Work to do
Starting at the line that contains "Object detection labeling — target class: seven-slot" and ending with the last of the records, write those lines out again with "partially hidden" changed to "partly obscured" and nothing else altered.

Record list

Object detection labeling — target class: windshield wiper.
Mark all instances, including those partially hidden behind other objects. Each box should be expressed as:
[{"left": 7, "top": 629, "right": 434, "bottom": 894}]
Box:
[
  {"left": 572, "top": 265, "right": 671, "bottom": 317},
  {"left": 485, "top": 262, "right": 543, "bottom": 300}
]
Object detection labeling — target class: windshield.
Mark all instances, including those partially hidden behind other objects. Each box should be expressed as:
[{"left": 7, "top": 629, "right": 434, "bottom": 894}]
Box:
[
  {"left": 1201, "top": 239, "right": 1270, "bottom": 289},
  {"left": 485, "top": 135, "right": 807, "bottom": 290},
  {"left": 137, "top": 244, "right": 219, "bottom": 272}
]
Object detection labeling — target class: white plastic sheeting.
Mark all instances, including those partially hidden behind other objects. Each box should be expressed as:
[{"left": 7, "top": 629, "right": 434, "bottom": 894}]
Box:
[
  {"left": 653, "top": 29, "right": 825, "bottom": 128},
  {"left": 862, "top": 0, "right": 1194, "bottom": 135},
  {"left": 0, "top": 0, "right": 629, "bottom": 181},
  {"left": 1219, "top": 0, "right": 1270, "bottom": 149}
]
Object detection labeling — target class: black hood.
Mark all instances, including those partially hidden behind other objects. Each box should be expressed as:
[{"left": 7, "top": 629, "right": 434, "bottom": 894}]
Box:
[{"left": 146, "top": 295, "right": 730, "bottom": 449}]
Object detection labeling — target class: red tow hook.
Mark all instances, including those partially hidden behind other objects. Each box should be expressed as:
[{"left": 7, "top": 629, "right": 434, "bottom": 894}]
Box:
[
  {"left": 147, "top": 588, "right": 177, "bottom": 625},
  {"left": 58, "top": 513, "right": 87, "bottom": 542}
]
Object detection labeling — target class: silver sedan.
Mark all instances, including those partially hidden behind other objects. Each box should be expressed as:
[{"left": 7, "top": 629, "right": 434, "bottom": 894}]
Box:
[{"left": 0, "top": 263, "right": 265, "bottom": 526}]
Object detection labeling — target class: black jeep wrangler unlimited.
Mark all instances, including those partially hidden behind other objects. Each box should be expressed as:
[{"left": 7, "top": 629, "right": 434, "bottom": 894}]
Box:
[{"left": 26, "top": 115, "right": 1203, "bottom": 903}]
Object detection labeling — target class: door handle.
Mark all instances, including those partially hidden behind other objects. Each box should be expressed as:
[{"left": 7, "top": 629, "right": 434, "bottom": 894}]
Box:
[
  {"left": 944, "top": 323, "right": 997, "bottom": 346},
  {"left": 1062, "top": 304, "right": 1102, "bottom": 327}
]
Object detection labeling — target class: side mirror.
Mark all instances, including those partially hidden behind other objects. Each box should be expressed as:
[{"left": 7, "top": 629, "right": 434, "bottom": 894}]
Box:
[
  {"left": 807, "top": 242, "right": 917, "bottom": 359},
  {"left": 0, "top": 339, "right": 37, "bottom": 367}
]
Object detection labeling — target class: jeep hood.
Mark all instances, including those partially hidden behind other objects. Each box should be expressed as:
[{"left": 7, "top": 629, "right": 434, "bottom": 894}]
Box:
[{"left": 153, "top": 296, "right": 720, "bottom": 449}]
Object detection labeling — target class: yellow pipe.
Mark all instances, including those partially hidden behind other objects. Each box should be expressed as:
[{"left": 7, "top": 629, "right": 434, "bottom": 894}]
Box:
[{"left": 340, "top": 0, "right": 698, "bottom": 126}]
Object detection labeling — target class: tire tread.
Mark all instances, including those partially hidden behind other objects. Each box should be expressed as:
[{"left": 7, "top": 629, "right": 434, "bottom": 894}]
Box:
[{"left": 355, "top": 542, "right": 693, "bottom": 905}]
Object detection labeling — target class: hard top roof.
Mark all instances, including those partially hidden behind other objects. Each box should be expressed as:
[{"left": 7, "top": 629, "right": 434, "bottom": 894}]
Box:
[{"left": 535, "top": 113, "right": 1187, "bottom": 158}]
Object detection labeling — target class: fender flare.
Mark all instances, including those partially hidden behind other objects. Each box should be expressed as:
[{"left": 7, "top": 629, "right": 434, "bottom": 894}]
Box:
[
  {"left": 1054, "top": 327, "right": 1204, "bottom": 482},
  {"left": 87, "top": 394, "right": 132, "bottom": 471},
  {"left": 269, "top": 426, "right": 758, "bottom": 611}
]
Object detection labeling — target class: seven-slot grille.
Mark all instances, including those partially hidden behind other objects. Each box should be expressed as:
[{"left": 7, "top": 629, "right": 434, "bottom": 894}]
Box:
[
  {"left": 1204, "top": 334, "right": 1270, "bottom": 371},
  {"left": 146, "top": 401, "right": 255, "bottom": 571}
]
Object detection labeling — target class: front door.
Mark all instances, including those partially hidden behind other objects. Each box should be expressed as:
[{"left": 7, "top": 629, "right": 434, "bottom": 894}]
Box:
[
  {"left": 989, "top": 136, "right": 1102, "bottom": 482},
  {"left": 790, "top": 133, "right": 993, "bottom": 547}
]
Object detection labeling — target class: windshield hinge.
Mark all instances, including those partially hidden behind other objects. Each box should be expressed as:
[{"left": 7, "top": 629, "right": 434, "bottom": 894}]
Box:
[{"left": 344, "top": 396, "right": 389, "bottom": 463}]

Exercise output
Object detection labeling — target class: seven-slot grille.
Mark all instances, including those partly obscured behind other objects. Each box should be expressed as:
[{"left": 7, "top": 629, "right": 434, "bottom": 894}]
Box:
[
  {"left": 1204, "top": 334, "right": 1270, "bottom": 371},
  {"left": 146, "top": 401, "right": 255, "bottom": 571}
]
Object detection labeling — target class: front door.
Mark all instances, including those partly obscured behind other objects. Each box should be expressed as:
[{"left": 7, "top": 629, "right": 434, "bottom": 894}]
Box:
[
  {"left": 989, "top": 136, "right": 1102, "bottom": 482},
  {"left": 790, "top": 133, "right": 993, "bottom": 547}
]
Object detection labeling — target class: windshield hinge.
Mark all instances, including those partly obscured behind other objects. Each box should be expressed as:
[{"left": 7, "top": 629, "right": 434, "bottom": 894}]
Box:
[{"left": 344, "top": 396, "right": 389, "bottom": 463}]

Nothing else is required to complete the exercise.